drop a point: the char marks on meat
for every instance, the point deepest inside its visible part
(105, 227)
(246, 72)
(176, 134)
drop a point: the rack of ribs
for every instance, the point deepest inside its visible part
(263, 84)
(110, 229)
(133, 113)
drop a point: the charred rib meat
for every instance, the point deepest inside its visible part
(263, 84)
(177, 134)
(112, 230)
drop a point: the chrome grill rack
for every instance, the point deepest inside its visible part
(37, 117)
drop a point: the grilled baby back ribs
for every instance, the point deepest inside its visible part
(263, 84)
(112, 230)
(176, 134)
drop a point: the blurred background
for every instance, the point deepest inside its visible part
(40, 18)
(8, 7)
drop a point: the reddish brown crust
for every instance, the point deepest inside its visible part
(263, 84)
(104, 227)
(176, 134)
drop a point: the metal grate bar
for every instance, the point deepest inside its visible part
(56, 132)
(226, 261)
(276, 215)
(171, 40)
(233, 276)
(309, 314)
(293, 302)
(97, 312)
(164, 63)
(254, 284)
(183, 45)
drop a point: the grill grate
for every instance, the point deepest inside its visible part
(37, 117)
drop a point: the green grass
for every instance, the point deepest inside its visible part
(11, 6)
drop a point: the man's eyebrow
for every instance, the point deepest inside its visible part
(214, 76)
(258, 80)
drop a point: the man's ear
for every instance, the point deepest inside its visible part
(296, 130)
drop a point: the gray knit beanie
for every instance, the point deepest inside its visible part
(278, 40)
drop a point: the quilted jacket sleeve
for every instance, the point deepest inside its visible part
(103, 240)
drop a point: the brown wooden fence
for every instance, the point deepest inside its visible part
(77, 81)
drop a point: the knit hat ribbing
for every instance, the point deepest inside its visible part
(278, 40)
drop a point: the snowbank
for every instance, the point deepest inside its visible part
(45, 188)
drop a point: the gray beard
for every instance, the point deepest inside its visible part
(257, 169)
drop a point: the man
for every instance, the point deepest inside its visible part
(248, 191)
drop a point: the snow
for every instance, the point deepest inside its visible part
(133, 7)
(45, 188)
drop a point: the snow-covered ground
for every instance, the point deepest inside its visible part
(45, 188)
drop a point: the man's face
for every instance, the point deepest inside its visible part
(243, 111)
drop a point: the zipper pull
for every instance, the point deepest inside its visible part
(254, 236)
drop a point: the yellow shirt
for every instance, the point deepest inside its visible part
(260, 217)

□ □ □ □ □ □ □

◆ 目标 ◆
从含有“drop a point: the zipper pull”的那一行开始，一直到材料末尾为止（首尾两行都包括在内），将这些行改写成 Markdown 表格，两列分别为“序号”和“内容”。表中每行写一个序号和对应的那一行，空行不列入。

◆ 书面解答 ◆
| 序号 | 内容 |
|---|---|
| 1 | drop a point: the zipper pull |
| 2 | for every instance, the point deepest inside its visible part |
| 3 | (254, 236) |
| 4 | drop a point: the yellow shirt |
| 5 | for every instance, the point deepest inside its visible part |
| 6 | (260, 217) |